--- WHAT YOU SHOULD DO ---
Check each line of the listing below for the string "task", then copy every line that has it.

--- RECORDS ---
========

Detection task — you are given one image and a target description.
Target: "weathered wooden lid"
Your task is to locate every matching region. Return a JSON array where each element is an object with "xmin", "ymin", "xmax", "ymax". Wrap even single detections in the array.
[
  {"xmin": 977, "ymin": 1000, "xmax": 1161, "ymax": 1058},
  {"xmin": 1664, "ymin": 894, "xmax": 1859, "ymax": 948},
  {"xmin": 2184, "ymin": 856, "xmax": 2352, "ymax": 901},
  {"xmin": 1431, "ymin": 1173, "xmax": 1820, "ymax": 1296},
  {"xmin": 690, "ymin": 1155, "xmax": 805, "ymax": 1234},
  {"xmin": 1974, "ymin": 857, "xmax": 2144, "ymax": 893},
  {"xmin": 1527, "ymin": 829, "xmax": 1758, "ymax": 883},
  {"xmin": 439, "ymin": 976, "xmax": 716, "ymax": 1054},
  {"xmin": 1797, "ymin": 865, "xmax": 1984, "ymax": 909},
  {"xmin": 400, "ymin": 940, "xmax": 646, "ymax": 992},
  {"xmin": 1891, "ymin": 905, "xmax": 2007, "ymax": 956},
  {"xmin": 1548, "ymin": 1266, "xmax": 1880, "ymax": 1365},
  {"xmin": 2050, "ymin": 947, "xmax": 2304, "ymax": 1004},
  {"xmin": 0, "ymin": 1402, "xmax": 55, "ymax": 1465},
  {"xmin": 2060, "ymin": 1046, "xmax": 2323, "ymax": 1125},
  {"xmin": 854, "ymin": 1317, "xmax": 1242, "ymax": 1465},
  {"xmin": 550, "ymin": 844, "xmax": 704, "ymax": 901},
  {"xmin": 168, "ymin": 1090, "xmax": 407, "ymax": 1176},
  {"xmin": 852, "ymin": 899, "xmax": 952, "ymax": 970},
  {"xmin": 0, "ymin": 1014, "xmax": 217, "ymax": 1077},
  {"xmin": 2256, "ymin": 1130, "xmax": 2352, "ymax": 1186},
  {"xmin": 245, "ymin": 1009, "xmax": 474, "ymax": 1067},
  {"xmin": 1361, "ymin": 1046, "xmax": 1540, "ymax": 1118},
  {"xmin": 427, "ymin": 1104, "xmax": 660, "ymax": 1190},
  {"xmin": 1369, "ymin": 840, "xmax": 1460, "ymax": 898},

========

--- EXERCISE OUTPUT ---
Detection task — you are given one image and a target description.
Your task is to locate every matching region. Return a JSON array where each element is an object with "xmin", "ymin", "xmax", "ymax". Wrap even single detections in the array.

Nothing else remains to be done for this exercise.